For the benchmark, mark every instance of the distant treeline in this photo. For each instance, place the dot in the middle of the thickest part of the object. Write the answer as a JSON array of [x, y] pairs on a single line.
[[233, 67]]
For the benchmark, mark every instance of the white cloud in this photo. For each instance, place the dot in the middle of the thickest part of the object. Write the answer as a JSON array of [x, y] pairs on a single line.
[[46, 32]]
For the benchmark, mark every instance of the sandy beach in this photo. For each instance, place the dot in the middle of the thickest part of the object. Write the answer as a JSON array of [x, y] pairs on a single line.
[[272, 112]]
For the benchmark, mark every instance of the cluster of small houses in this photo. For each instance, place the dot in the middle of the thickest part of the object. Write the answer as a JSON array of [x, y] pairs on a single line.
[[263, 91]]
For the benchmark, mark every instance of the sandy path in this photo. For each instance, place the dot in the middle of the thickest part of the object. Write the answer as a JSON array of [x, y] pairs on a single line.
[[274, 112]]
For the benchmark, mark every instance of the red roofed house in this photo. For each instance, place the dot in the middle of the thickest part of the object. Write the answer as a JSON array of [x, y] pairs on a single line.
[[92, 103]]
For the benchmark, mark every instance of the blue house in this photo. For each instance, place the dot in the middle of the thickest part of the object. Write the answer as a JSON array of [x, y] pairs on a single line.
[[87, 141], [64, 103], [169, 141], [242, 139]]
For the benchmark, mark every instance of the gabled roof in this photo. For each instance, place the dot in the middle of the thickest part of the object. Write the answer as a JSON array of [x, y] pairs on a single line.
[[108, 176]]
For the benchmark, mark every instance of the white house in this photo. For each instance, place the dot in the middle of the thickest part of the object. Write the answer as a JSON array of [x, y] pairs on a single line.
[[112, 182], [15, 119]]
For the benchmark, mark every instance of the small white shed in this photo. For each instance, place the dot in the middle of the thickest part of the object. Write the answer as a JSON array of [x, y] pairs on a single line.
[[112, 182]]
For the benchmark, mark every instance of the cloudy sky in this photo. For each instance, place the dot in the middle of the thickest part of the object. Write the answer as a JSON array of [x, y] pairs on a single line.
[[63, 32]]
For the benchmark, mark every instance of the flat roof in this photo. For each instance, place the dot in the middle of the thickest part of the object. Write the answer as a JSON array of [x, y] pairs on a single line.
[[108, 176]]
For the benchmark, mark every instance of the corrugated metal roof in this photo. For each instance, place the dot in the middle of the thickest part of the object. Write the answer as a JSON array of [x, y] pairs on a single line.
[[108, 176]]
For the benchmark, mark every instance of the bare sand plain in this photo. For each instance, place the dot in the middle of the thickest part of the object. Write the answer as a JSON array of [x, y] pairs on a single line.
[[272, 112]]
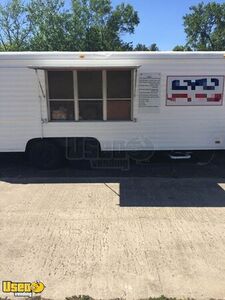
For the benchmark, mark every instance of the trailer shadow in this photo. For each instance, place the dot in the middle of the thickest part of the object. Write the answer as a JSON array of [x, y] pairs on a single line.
[[159, 185]]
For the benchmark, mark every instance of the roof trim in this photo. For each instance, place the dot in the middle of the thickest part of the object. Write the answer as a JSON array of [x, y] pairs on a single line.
[[82, 67]]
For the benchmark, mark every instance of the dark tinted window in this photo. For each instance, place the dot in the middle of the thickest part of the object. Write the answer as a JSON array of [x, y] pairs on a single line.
[[60, 84], [62, 110]]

## EXERCISE OBJECTIVE
Can you copy out the lines of the data verbatim, from the line with "For the benchmark, mark every instance of the small" up to and including the line with "[[112, 182]]"?

## COMPLETED TASK
For the benchmark, mark every instance of the small white shed in this photo. For each instance, place the dot in the middle of the thickest part of the object. Write the answer as a JSON array of [x, y] pairs on a single line.
[[112, 182]]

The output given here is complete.